— start of PAGE TEXT —

Seeing The High One proved more difficult than I thought. I mean, it's 20,320 feet tall. That's almost 4 miles from the base to the peak. I ought to be able to see that, right? Last night, the bus driver told me I might get a peek at it if I ride out to Savage River or one of nearby the viewpoints. "In the morning," he said, "After 7:30 or so. But before 11. It might be clear."
It definitely was not clear when I got up. My camp neighbor said the weather was expected to be cloudy all day. Dang! She also said that of the 5 times she and her family had been to the park, not once was the mountain in view. I learned later you should consider yourself lucky if you actually see Denali. The mountain is so tall it makes its own severe, unpredictable weather. During the summer months, it's only visible about 20% of the time, making the questions "Is the mountain out today?" a very common one.
The sled dog demonstrations are held three times a day. I could have made the 10am but decided to ride over to the visitor center campus and take a look at the bookstore, the museum and the science center. It was well worth it! There are very informative displays, exhibits and film presentations. There's lots to learn here. Plus, there are ranger-led hikes and talks, as well as the evening campfire programs. And it's gorgeous. I could easily have spent a week or more taking it all in.
The bus to the kennels departed at 1:30. There were four bus loads of visitors. (Our driver said this was quite common as the dogs were especially popular with children.)
These Alaskan huskies, more simply known as sled dogs, are bred for specific characteristics: a thick two-layer coat, long legs for breaking trail through deep snow, tough feet with close pads, speed, endurance, a great work ethic and a friendly demeanor. Since they are not bread for a specific look, there is a wide variation in their appearance. Something else I thought was interesting – about a third of the dogs have blue eyes, the rest have brown eyes. Occasionally there are dogs that have one blue eye and one brown eye. Cool!
The kennel typically houses about 30 dogs. The number may vary slightly depending on how many puppies are born and how many older dogs are retired. They usually have new litter of about 3 to 5 pups in the spring or summer. The eight- or nine-year old dogs are retired and adopted out to park staff or visitors who live in a northern climate. They just had 3 pups about a month ago. They were snuggled in their house with their mom, so we couldn't get a photo.

— end of PAGE TEXT —

• TASK INSTRUCTIONS:
A. List every characteristic that the Denali visit account says the sled dogs are bred for.
B. Continue the Denali visit account from its last sentence.

— start of ENTRIES PROVIDED —

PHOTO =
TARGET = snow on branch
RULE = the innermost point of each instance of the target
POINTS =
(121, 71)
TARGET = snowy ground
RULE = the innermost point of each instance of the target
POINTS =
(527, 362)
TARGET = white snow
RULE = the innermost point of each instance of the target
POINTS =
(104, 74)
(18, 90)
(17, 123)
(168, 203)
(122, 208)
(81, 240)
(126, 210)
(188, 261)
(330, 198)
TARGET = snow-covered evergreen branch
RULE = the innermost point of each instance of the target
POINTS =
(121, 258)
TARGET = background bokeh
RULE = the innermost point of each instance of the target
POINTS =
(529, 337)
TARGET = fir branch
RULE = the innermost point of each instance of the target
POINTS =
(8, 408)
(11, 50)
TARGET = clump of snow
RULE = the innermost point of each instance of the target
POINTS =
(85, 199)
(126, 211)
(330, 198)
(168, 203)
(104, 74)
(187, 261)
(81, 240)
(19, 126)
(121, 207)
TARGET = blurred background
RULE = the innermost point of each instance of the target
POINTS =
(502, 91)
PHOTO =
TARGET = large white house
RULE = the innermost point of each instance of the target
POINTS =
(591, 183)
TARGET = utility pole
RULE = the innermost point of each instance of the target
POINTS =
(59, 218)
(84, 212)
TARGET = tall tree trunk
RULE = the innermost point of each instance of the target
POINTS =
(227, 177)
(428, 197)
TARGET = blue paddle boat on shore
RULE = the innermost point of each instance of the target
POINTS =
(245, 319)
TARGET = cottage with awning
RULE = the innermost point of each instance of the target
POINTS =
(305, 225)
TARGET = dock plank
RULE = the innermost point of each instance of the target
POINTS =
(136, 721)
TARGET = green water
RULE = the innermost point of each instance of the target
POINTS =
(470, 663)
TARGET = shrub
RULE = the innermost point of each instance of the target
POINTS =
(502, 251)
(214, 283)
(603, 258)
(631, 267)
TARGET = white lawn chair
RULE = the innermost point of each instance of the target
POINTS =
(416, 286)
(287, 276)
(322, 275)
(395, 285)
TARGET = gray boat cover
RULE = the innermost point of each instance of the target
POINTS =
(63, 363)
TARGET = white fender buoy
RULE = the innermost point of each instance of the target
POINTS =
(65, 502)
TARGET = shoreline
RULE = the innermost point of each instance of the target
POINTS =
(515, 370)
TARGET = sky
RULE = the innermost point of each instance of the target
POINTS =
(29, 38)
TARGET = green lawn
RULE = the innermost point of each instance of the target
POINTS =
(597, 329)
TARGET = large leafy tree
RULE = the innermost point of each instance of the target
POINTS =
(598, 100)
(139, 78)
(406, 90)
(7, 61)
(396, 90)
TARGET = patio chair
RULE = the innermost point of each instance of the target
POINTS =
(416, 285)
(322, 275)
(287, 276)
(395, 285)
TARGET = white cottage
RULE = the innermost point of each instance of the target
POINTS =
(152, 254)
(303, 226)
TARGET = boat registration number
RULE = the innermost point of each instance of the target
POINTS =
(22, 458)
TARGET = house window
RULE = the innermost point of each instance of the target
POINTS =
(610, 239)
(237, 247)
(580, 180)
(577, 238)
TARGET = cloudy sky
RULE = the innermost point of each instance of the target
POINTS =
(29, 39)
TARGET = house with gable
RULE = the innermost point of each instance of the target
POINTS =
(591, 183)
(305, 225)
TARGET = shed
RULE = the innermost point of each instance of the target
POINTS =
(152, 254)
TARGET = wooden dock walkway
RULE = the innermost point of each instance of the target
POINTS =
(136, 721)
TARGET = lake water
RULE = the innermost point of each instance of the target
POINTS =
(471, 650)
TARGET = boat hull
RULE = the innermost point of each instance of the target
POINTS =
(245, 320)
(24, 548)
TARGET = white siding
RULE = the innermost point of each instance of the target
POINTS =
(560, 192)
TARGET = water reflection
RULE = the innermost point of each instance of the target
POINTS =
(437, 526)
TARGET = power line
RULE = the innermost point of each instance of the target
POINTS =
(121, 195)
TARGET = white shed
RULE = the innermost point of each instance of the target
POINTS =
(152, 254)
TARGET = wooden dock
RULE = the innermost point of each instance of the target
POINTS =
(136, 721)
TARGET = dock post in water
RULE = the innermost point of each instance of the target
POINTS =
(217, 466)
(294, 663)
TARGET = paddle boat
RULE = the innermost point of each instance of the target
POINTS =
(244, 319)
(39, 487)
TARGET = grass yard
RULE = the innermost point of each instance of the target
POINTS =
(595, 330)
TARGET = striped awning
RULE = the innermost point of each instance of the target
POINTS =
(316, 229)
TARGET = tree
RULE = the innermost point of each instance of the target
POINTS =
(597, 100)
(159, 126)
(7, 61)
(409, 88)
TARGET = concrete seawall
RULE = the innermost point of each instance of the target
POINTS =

— end of ENTRIES PROVIDED —

• TASK RESULTS:
A.
- A thick two-layer coat
- Long legs for breaking trail through deep snow
- Tough feet with close pads
- Speed
- Endurance
- A great work ethic
- A friendly demeanor

B.
Dogs have been a part of Denali for over 70 years. They are canine ambassadors during the summer months, putting on demonstrations like the one I saw. During the winter months they return to their real work with the rangers: hauling equipment and supplies, setting trails, monitoring park borders, assisting mountaineers, etc.
I rode back to the Mercantile because it was the only place in the park with WiFi. I sent a few quick e-mails and looked for a place to stay in Anchorage. Many of the hotels, motels and hostels were already booked for the night. Who knew Anchorage was such a hot spot on a Sunday night?! I finally found a hostel with one bed open. Whew! Now all I have to do is get there.
I was almost ready to go when three riders pulled into the lot - one KLR and these two BMWs.
One of the BMWs belonged to Amir. He's a physician, originally from South Africa and currently living in Prince Rupert. The other BMW belonged to his South African school chum who also became a physician and recently moved to Prince Rupert (which struck me as kinda funny). The KLR rider was a fellow they met on the ferry. That happens a lot - riders meet, chat, find they have a common destination and end up riding together. Sometimes for a couple of hours, sometimes for days. Anyway, Amir said their time was short (only 10 days) so they only rode to the Arctic Circle. That's still a pretty good ride, if you ask me! I hope you send me the video of your ride through the Rockies, Amir. Sounds like that was quite an adventure, too!
It was later than I thought when I finally headed out of the park toward Anchorage. The good news is I saw an igloo. Not a real one, and it was tattered, but still, an igloo.
I stopped briefly at yet another turn-out hoping for a glimpse of Mt. McKinley's peak from the George Parks Highway. I'd have to settle for the base and the information plaque.
I also stopped briefly to see if I could help a couple with a lovely yellow Harley Davidson. Their rear tire was flat. They had those shiny spoked rims (and tubed tires), so my plug kit was no help. Their phones were dead and holding all the phone numbers, so my phone was no help either. Oh, well. At least the tow service was on the way. I was happy to hear from them later - they got back to Fairbanks safe and sound.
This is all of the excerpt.